** INPUT RECORDS **
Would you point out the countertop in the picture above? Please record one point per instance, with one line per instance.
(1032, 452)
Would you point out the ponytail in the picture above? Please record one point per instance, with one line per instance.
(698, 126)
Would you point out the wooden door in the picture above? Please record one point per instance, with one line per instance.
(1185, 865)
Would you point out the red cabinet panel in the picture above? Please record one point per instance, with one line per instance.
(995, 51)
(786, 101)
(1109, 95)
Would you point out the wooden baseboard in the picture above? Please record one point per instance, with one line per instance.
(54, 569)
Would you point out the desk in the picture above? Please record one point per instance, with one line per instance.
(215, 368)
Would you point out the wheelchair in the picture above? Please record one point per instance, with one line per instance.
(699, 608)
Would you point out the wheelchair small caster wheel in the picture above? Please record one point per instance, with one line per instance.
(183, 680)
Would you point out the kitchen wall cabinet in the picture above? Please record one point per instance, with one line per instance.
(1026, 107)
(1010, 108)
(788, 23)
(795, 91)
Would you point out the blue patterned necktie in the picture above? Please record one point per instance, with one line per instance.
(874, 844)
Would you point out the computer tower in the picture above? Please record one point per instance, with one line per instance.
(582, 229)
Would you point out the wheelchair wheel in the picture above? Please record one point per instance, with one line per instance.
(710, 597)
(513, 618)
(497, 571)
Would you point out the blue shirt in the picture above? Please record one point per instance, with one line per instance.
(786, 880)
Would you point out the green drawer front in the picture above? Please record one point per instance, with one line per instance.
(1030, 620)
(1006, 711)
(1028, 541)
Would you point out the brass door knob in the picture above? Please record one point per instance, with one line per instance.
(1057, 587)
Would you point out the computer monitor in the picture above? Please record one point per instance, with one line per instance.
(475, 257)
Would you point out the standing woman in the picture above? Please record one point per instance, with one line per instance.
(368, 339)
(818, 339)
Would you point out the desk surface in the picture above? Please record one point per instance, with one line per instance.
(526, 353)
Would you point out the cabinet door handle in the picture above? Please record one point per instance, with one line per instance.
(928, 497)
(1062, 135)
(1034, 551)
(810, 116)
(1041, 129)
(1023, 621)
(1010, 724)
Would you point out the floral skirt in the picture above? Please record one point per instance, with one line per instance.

** WHAT YOU NEED TO DO **
Can you return every line of the listing above, unchanged and in the same order?

** COMPLETED EXERCISE **
Would you point out the countertop in the picture above? Please record one point per instance, with one line per instance.
(1032, 452)
Would you point out the ponytail in the picture above? Please record one point per instance, with one line per instance.
(698, 126)
Would you point out the wooden door in the picture above? Please record one point per instance, with one line per instance.
(1185, 865)
Would you point out the red cabinet panel in the picture above? Please record one point per instance, with one line per instance.
(995, 51)
(786, 101)
(1109, 95)
Would you point out the wooden baseboard in the picture above? Please record one point per instance, with one line per instance.
(54, 569)
Would you point out the desk in the picture above? Please record one point per instance, with one line per instance.
(215, 368)
Would you point out the wheelchair in the picture above? Please record one point per instance, with one line per instance.
(699, 608)
Would you point out the wheelchair small caster wheel in the picture above? Please record one point per instance, with one line per instance.
(183, 680)
Would you point out the kitchen wall cabinet in the picture above? Please record one point per instance, with one line per instance.
(1026, 107)
(1010, 108)
(788, 23)
(795, 91)
Would you point out the blue patterned necktie in the picture above? Please record one point per instance, with one line per instance.
(874, 844)
Would you point out the computer tower in the picture above? Please record one point per instance, with one line per instance.
(582, 229)
Would you point out the wheelchair wheel in the picture above? Please record one point per instance, with one line per instance.
(710, 597)
(513, 618)
(497, 571)
Would you point out the blue shirt in the picture above? Please record one point per instance, with one line per instance.
(786, 880)
Would you point out the green drawer front in the picture above? Please record one point per instance, with one line per instance.
(1030, 620)
(1006, 711)
(1028, 541)
Would you point out the brass door knob in the picture above? Please record one point per instance, with one line per instance.
(1057, 587)
Would you point out the computer monitor in the picture above? Please record one point per instance, with one line per instance.
(475, 257)
Would you point out the standing woman in the picture above? Please record one point per instance, with one line per instance.
(368, 339)
(818, 339)
Would you point out the desk surface in the picture above? Please record one point per instance, with one line per instance.
(526, 353)
Would you point out the cabinet door handle in the picture above? Please record one point per instance, with one line per instance.
(928, 497)
(1062, 135)
(1034, 551)
(810, 116)
(1041, 129)
(1023, 621)
(1010, 724)
Would you point out the floral skirt in the picture above? Please record one point per instance, with one line per instance.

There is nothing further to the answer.